STATED EXERCISE
Repeat every item below word for word, leaving nothing out.

[Dataset entries]
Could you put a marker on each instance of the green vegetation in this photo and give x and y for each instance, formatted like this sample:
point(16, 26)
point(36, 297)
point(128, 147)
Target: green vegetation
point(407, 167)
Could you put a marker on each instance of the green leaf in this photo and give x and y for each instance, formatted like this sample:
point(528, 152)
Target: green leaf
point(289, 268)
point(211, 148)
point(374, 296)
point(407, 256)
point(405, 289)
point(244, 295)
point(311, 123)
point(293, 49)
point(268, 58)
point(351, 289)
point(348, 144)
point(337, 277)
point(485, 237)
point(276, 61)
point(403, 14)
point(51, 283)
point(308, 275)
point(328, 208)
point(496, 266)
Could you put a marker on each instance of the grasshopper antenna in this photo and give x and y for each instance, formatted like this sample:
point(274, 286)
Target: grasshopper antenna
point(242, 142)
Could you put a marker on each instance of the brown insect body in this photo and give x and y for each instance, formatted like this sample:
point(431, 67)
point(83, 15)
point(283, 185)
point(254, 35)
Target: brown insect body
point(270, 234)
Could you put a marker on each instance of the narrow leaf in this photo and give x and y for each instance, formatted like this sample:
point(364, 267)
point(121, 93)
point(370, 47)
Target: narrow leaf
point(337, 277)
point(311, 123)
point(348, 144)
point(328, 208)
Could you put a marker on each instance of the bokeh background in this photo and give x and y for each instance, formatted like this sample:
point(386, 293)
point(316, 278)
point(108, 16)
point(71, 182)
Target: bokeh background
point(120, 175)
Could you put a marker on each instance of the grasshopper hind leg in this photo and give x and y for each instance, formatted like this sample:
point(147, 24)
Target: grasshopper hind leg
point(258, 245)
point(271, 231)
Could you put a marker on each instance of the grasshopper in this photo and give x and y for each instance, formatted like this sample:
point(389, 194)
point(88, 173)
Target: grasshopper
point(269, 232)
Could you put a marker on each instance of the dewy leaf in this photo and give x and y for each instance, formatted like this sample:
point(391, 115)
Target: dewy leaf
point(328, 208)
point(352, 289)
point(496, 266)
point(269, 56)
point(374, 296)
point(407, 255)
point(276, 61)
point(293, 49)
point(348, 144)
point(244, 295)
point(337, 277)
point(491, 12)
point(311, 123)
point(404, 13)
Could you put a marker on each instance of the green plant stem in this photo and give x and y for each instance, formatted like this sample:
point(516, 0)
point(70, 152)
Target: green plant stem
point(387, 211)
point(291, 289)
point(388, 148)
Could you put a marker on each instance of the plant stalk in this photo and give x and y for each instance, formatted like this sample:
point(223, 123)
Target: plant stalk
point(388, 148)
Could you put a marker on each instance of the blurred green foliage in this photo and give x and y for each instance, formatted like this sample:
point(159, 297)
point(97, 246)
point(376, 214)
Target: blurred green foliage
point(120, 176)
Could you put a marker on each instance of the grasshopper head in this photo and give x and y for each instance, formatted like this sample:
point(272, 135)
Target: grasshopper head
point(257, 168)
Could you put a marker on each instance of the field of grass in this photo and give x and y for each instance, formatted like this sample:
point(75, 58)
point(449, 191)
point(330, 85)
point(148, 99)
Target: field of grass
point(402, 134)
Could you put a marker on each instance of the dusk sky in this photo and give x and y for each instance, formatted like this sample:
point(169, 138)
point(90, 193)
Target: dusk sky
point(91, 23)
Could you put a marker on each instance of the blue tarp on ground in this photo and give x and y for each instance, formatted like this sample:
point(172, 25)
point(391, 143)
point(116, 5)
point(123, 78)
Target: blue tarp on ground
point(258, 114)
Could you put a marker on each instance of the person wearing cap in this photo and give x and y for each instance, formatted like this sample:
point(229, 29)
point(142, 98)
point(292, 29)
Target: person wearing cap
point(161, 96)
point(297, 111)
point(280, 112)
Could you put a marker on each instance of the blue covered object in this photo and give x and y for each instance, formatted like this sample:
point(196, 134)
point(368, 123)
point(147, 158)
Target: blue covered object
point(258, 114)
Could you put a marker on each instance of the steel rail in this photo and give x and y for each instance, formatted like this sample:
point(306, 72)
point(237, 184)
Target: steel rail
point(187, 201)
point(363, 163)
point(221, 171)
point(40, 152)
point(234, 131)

EXPECTED ANSWER
Could you put a marker on each instance of the green vegetation in this photo and give x and y for each instance, formatted like this sample:
point(16, 26)
point(36, 297)
point(128, 147)
Target: green vegetation
point(407, 167)
Could you put a marker on each instance of the green leaf in this photo and give x and y for each instance, formatted like this sample:
point(528, 152)
Target: green leaf
point(289, 268)
point(211, 148)
point(374, 296)
point(407, 256)
point(405, 289)
point(244, 295)
point(311, 123)
point(293, 49)
point(268, 58)
point(351, 289)
point(348, 144)
point(337, 277)
point(485, 237)
point(276, 61)
point(403, 14)
point(51, 283)
point(308, 275)
point(328, 208)
point(496, 266)
Could you put a marker on each instance of the grasshopper antenna in this photo and give x and y for each instance, formatted like this sample:
point(274, 286)
Target: grasshopper antenna
point(242, 142)
Could you put a marker on each instance of the brown insect body in this photo and give x and y for each instance, formatted like this sample:
point(431, 67)
point(83, 15)
point(283, 185)
point(254, 35)
Target: brown insect body
point(270, 234)
Could you put a marker on each instance of the narrow leaf in this photo and give x and y for each instance, formatted like this sample:
point(364, 267)
point(121, 93)
point(370, 47)
Target: narrow leaf
point(337, 277)
point(311, 123)
point(348, 144)
point(328, 208)
Could you put a marker on each instance of the bokeh background in this photo and give x and y for each instance, formatted like this sample:
point(386, 293)
point(316, 278)
point(108, 16)
point(71, 182)
Target: bokeh background
point(120, 175)
Could you put a marker on each instance of the grasshopper hind leg in this photo and give x and y for each instance, formatted like this sample:
point(147, 24)
Target: grasshopper hind leg
point(258, 245)
point(271, 231)
Could you put a marker on each instance of the grasshopper in this photo and give x and y for each instance, formatted like this sample:
point(389, 194)
point(88, 173)
Target: grasshopper
point(269, 232)
Could you put a marker on each instance of the dewy leaf in this photo and give x and y for each instance, formatted like this sample:
point(391, 115)
Target: dewy leaf
point(328, 208)
point(352, 289)
point(496, 266)
point(269, 56)
point(374, 296)
point(407, 255)
point(276, 61)
point(293, 49)
point(348, 144)
point(244, 295)
point(337, 277)
point(491, 12)
point(311, 123)
point(404, 13)
Could you put a marker on each instance of the green plant stem in this photo and give x and y for each instance, formatted like this sample:
point(516, 0)
point(70, 152)
Target: green plant stem
point(387, 211)
point(291, 289)
point(388, 148)
Could you put a marker on each instance of the plant stalk in this photo and give x and y for each instance, formatted like this sample:
point(223, 123)
Target: plant stalk
point(388, 148)
Could you put a marker on each instance of the blurred green foliage in this photo and give x and y for each instance, formatted like this sample:
point(159, 297)
point(97, 246)
point(376, 214)
Target: blurred green foliage
point(120, 176)
Could you put a marker on each instance of the grasshopper head in this photo and give x and y for each instance, formatted like this sample:
point(272, 135)
Target: grasshopper head
point(257, 168)
Could you put a marker on each instance of the field of grass in this photo and give x and y for each instance, formatted like this sample:
point(75, 58)
point(449, 191)
point(330, 85)
point(148, 99)
Target: field of grass
point(402, 134)
Could you put a marker on each instance of the dusk sky in this photo and give x and y for each instance, formatted like this sample:
point(169, 138)
point(90, 193)
Target: dusk sky
point(91, 23)
Could you put a marker on each instance of the blue tarp on ground in this photo and give x and y for each instance, formatted like this sample:
point(172, 25)
point(391, 143)
point(116, 5)
point(123, 78)
Target: blue tarp on ground
point(258, 114)
Could you put a marker on each instance of the person wearing cap in this photo and give x and y for each instance, formatted like this sample:
point(229, 29)
point(142, 98)
point(292, 29)
Target: person wearing cap
point(161, 96)
point(297, 111)
point(280, 112)
Could you put a marker on each instance of the blue covered object in this photo and give x and y for each instance, formatted like this sample:
point(196, 134)
point(368, 123)
point(147, 158)
Target: blue covered object
point(258, 114)
Could you put a marker on each instance of the steel rail in this photo and give x and y for each instance, formatted like this sample:
point(306, 72)
point(237, 184)
Target: steel rail
point(187, 201)
point(363, 163)
point(221, 171)
point(40, 152)
point(234, 131)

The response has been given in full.